[TASKS TO COMPLETE]
1: According to the plant research summaries, what percentage of Salicornia europaea genes were specifically altered by combined hypoxia-salt stress?
2: Extend the plant research summaries with further text that follows on from their final sentence.

[PASSAGE TO READ]
-------

The study created a system that blocks root‑mediated signaling between wheat varieties in a varietal mixture and used transcriptomic and metabolomic profiling to reveal that root chemical interactions drive reduced susceptibility to Septoria tritici blotch, with phenolic compounds emerging as key mediators. Disruption of these root signals eliminates both the disease resistance phenotype and the associated molecular reprogramming.

The study profiled the maize (Zea mays) endosperm transcriptome for the first four days after pollination using laser-capture microdissection, revealing temporal co‑expression modules including a fertilization‑activated subset. Network analyses linked MYB‑related transcription factors to basal endosperm transfer layer (BETL) differentiation and E2F transcription factors, together with TOR‑dependent sugar sensing, to early endosperm proliferation and kernel size variation.

The study investigates the role of the chromatin regulator MpSWI3, a core subunit of the SWI/SNF complex, in the liverwort Marchantia polymorpha. A promoter mutation disrupts male gametangiophore development and spermiogenesis, causing enhanced vegetative propagation, and transcriptomic analysis reveals that MpSWI3 regulates genes controlling reproductive initiation, sperm function, and asexual reproduction, highlighting its ancient epigenetic role in balancing vegetative and reproductive phases.

RNA sequencing of the halophyte Salicornia europaea revealed that combined hypoxia‑salt stress triggers a unique transcriptional response, with 16% of genes specifically altered and distinct synergistic, antagonistic, and additive effects across functional pathways. Metabolic analyses indicated enhanced sucrose and trehalose metabolism, a shift toward lactate fermentation, and increased proline synthesis, highlighting complex regulatory strategies for coping with concurrent stresses.

In a controlled dry-down experiment, Arabis sagittata showed significantly higher recovery from drought than the endangered Arabis nemorensis, a difference that could not be traced to a single major QTL, indicating a polygenic basis. Transcriptome and small‑RNA sequencing revealed that A. sagittata mounts a stronger transcriptional response, including species‑specific regulation of the conserved drought miRNA miR408, and machine‑learning identified distinct cis‑regulatory motif patterns underlying these divergent stress‑response networks.

-------

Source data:
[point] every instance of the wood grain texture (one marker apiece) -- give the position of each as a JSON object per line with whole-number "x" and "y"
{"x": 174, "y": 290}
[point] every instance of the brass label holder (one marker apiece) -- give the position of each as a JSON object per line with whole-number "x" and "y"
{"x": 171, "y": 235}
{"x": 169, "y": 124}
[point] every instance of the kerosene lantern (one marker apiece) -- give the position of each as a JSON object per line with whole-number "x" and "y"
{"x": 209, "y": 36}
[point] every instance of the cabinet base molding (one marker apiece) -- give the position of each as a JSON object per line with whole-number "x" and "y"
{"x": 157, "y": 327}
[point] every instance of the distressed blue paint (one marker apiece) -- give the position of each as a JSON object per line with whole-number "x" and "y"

-------

[EXPECTED RESULTS]
1: 16% of genes

2:
The study examined whether colonisation by the arbuscular mycorrhizal fungus Rhizophagus irregularis primes immune responses in barley against the leaf rust pathogen Puccinia hordei. While AMF did not affect disease severity or plant growth, co‑infected leaves showed heightened expression of defence genes and transcriptome reprogramming, including altered protein ubiquitination, indicating a priming mechanism. These results highlight transcriptional and post‑translational pathways through which AMF can enhance barley disease resistance for sustainable crop protection.

The study presents an optimized Agrobacterium-mediated transformation protocol for bread wheat that incorporates a GRF4‑GIF1 fusion to enhance regeneration and achieve genotype‑independent transformation across multiple cultivars. The approach consistently improves transformation efficiency while limiting pleiotropic effects, offering a versatile platform for functional genomics and gene editing in wheat.

The study characterizes telomere repeat binding (TRB) proteins in the model moss Physcomitrium patens, demonstrating that individual PpTRB genes are essential for normal protonemal and gametophore development and that loss of TRBs leads to telomere shortening, mirroring findings in seed plants. Transcriptome analysis of TRB mutants shows altered expression of genes linked to transcription regulation and stimulus response, while subcellular localization confirms nuclear residence and mutual interaction of PpTRBs, underscoring their conserved role in telomere maintenance across land plants.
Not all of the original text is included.